#### TASK
The listing below is to be reproduced in full, exactly as given.

^^^^

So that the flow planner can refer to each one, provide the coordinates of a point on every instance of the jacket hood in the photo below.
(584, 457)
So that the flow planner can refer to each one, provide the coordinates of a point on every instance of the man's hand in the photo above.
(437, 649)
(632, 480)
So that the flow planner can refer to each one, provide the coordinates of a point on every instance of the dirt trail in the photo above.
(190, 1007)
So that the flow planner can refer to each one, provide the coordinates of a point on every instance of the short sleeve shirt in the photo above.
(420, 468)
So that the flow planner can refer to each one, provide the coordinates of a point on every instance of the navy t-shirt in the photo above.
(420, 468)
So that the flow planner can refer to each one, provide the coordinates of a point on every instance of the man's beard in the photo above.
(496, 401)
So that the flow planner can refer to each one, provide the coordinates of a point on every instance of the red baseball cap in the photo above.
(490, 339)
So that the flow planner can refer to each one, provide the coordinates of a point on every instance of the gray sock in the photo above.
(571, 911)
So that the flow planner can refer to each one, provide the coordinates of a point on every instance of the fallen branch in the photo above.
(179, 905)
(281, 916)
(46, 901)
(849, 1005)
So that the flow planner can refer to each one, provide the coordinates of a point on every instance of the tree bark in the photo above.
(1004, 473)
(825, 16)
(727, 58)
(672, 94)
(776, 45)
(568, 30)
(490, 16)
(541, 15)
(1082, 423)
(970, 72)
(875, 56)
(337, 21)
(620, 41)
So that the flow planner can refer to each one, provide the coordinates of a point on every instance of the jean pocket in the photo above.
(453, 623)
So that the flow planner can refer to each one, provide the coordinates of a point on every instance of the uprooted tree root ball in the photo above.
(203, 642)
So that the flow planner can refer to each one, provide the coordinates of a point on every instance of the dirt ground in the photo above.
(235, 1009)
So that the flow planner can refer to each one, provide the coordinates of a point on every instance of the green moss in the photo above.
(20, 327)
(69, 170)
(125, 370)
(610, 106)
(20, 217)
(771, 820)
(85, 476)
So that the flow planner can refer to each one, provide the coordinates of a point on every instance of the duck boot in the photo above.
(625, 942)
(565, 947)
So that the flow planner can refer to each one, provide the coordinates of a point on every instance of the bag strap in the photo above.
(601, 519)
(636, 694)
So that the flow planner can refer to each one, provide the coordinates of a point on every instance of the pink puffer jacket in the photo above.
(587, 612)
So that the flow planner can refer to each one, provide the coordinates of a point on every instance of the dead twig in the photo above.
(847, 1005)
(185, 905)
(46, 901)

^^^^

#### OUTPUT BELOW
So that the flow planner can refer to each one, provide the coordinates of a point on every instance of the jacket hood in the photo below.
(584, 457)
So that the flow planner can refer to each one, provide the coordinates of a point on every instance of the man's hand in the photo above.
(437, 649)
(632, 480)
So that the flow planner can refer to each one, provide the coordinates of a point on every instance of the dirt trail in the photo above.
(190, 1007)
So that the flow planner can refer to each one, provide the coordinates of a point on every instance of the short sleeve shirt in the photo above.
(420, 468)
So that the flow planner can refer to each one, provide the coordinates of a point on every instance of the navy t-shirt in the photo above.
(420, 468)
So that the flow planner can refer to each one, provide the coordinates of a point on every instance of the man's beard in the photo above.
(496, 401)
So that the flow planner can refer to each one, provide the coordinates of a point on every instance of the red baseball cap in the photo above.
(490, 339)
So that the flow planner can refer to each one, provide the coordinates of a point on every instance of the gray sock in the photo above.
(571, 911)
So that the flow planner can refer to each one, provide the coordinates of a point on every instance of the fallen branch in the photo above.
(179, 905)
(281, 916)
(46, 901)
(849, 1005)
So that the flow planner can refer to each one, provide the coordinates of a point on every instance of the tree bark in the photo above.
(1004, 473)
(825, 16)
(727, 58)
(672, 94)
(776, 45)
(568, 30)
(490, 16)
(541, 15)
(1082, 423)
(970, 72)
(875, 56)
(337, 21)
(620, 41)
So that the flow planner can refer to each one, provide the coordinates of a point on every instance of the jean pocket in the photo above.
(453, 623)
So that the flow planner can refer to each one, provide the coordinates of a point on every instance of the uprooted tree root ball in the photo above.
(203, 642)
So that the flow planner can refer to each one, provide the coordinates of a point on every instance of the dirt ground in the photo above.
(235, 1009)
So that the flow planner can refer to each one, provide the coordinates of a point on every instance of the green moss in the photo above.
(20, 327)
(69, 170)
(125, 370)
(610, 106)
(20, 217)
(771, 820)
(85, 476)
So that the flow planner can refer to each one, provide the coordinates of a point on every instance of the duck boot in the photo above.
(625, 942)
(565, 947)
So that the flow planner can refer to each one, provide the coordinates of a point on every instance of the bag strap in the photo above.
(601, 519)
(636, 694)
So that the flow planner can refer to each one, provide the coordinates of a point on every instance of the pink puffer jacket in the photo above.
(587, 612)
So that the flow planner can refer to each one, provide the coordinates of a point on every instance of the dead twig in the photo above.
(847, 1005)
(185, 905)
(46, 901)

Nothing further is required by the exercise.